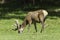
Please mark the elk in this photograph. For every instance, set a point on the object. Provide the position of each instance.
(34, 17)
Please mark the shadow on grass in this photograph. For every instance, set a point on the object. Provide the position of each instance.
(19, 9)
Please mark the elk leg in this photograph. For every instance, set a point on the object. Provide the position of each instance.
(42, 26)
(35, 26)
(29, 25)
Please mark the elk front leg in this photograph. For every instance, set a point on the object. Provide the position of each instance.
(42, 26)
(29, 25)
(35, 26)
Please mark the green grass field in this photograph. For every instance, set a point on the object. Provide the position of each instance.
(51, 32)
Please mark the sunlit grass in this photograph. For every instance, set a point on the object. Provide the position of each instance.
(51, 32)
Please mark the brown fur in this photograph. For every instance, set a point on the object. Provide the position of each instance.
(33, 17)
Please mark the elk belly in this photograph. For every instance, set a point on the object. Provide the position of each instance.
(45, 13)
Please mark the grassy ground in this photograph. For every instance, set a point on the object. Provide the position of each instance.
(51, 32)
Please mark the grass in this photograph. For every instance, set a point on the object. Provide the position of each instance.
(51, 32)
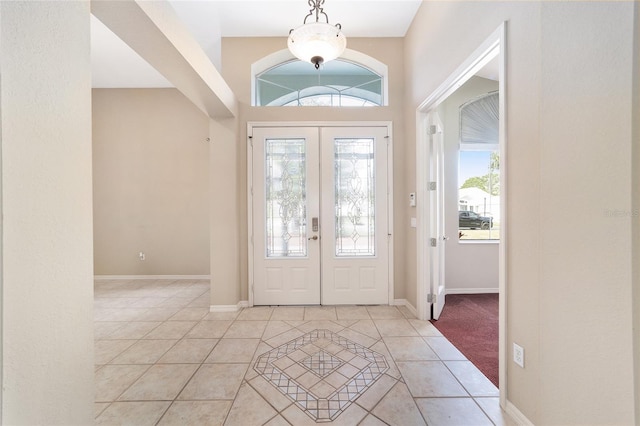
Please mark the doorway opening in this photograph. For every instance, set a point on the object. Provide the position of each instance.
(320, 214)
(432, 238)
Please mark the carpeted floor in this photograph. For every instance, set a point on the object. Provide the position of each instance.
(470, 322)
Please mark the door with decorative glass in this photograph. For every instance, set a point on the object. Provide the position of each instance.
(320, 231)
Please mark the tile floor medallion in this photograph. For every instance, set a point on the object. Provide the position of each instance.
(322, 372)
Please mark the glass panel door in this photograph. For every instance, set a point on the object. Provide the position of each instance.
(355, 197)
(286, 257)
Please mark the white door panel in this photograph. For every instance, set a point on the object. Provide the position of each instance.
(336, 179)
(354, 212)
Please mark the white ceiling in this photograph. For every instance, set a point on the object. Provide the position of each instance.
(116, 65)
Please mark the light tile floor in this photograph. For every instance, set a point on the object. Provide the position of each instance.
(163, 359)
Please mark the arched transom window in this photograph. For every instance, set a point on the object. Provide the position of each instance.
(339, 83)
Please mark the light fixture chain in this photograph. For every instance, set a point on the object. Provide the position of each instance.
(316, 6)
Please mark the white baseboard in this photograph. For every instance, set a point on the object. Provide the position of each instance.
(519, 418)
(229, 308)
(406, 304)
(151, 277)
(472, 290)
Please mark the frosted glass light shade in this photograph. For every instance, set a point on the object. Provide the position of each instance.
(317, 43)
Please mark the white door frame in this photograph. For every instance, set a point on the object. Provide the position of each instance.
(253, 124)
(494, 45)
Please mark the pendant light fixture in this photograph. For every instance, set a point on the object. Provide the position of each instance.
(317, 42)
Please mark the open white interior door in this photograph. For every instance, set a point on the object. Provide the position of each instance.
(320, 231)
(436, 226)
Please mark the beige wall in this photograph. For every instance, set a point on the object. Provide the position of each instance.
(151, 183)
(471, 267)
(635, 251)
(237, 56)
(569, 75)
(47, 268)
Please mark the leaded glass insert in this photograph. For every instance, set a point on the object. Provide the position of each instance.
(355, 196)
(285, 193)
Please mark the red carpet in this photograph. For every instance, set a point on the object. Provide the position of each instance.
(470, 322)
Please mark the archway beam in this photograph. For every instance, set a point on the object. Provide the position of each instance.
(155, 32)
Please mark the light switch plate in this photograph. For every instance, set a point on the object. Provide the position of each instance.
(518, 355)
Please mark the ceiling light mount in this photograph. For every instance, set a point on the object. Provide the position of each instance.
(317, 42)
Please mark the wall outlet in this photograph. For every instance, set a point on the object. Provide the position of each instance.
(518, 355)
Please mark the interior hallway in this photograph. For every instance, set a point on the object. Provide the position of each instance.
(162, 358)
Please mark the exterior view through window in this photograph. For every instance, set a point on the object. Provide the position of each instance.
(479, 170)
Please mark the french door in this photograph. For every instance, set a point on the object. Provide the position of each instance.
(320, 231)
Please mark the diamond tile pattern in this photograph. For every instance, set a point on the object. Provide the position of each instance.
(316, 351)
(321, 363)
(355, 365)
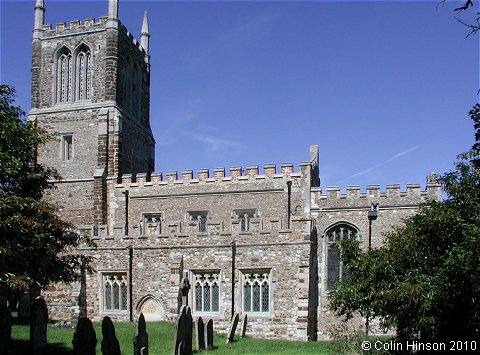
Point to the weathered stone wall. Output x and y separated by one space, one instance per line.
352 207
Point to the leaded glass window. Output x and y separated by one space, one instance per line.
152 224
64 76
200 217
244 216
67 147
115 292
335 268
256 291
207 292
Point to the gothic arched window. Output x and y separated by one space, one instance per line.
83 73
115 292
64 76
256 291
206 292
336 233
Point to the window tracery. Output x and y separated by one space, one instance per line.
64 76
206 291
256 292
115 292
335 268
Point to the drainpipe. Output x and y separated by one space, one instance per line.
289 207
234 253
130 280
126 193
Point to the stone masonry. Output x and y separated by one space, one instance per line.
241 234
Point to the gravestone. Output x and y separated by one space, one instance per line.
140 341
5 326
84 339
233 328
182 344
199 334
38 325
243 329
110 344
24 307
209 334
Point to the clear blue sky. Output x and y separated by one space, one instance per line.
383 87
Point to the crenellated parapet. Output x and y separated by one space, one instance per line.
353 192
217 175
75 27
88 25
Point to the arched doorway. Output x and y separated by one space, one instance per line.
152 309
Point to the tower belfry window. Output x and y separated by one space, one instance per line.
67 147
64 77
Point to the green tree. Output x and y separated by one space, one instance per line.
36 246
425 280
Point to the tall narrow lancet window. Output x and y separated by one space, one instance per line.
64 76
84 74
335 268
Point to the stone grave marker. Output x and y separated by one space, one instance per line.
84 339
5 326
199 334
209 334
24 307
184 288
140 341
233 328
183 336
243 329
110 344
38 325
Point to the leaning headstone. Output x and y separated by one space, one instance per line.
110 344
5 327
38 326
243 329
233 328
84 339
184 288
140 341
199 334
209 334
183 336
24 307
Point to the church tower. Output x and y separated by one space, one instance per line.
91 89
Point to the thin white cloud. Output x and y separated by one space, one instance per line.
212 144
398 155
373 167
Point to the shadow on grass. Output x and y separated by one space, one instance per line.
21 347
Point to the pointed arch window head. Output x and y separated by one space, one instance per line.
115 292
333 235
83 73
64 76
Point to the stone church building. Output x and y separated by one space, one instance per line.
256 240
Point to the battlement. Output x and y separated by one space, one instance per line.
132 39
75 26
205 176
88 25
353 192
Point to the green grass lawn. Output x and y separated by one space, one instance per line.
160 336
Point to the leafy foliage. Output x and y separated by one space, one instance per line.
36 246
425 279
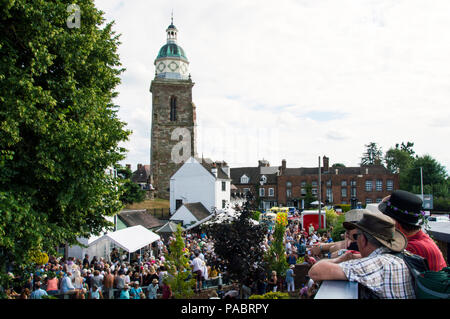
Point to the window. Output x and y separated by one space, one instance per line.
178 203
368 186
244 179
379 185
173 108
389 185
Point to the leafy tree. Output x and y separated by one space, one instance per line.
275 257
309 198
239 243
131 192
180 271
372 156
435 179
59 127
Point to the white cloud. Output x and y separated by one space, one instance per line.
382 64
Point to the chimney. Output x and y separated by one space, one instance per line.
326 163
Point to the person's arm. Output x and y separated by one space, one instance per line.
329 269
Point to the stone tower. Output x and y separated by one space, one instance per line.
173 132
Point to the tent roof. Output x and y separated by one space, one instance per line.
131 238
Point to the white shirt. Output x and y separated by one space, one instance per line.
197 264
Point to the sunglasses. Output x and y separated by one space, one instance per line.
355 236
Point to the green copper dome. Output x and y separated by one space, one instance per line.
171 50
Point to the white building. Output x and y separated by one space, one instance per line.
201 181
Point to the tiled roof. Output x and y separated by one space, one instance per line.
139 217
198 210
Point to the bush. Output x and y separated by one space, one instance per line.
338 229
271 295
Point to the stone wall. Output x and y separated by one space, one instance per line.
162 146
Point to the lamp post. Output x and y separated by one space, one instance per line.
320 197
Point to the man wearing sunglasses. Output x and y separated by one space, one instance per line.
382 273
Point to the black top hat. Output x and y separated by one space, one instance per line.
404 207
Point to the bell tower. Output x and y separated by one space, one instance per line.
173 129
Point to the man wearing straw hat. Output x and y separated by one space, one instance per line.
378 269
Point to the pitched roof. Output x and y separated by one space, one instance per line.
198 210
139 217
169 227
141 175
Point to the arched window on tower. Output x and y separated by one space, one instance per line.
173 108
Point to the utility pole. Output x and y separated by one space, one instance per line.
320 197
421 182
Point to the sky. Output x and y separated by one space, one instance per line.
293 79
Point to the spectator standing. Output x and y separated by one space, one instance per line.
406 209
153 289
383 274
290 278
38 293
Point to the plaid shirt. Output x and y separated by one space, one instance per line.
383 273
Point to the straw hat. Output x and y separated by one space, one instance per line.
382 228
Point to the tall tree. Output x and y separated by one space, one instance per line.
435 178
372 156
59 127
179 269
239 243
131 192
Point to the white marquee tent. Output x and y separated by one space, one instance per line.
130 239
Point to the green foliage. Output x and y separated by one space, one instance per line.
59 127
275 256
309 198
131 192
255 215
179 268
271 295
372 156
238 243
331 217
441 204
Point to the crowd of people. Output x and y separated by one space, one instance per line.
367 242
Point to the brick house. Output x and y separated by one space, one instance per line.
287 186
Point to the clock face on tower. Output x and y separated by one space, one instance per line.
161 66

..............................

**Work order:** Give back the lines above exactly, from the one with "Point to the clock" through the last line.

**Response below:**
Point to the clock face on tower. Output x and y separated by one space, one instance per line.
161 66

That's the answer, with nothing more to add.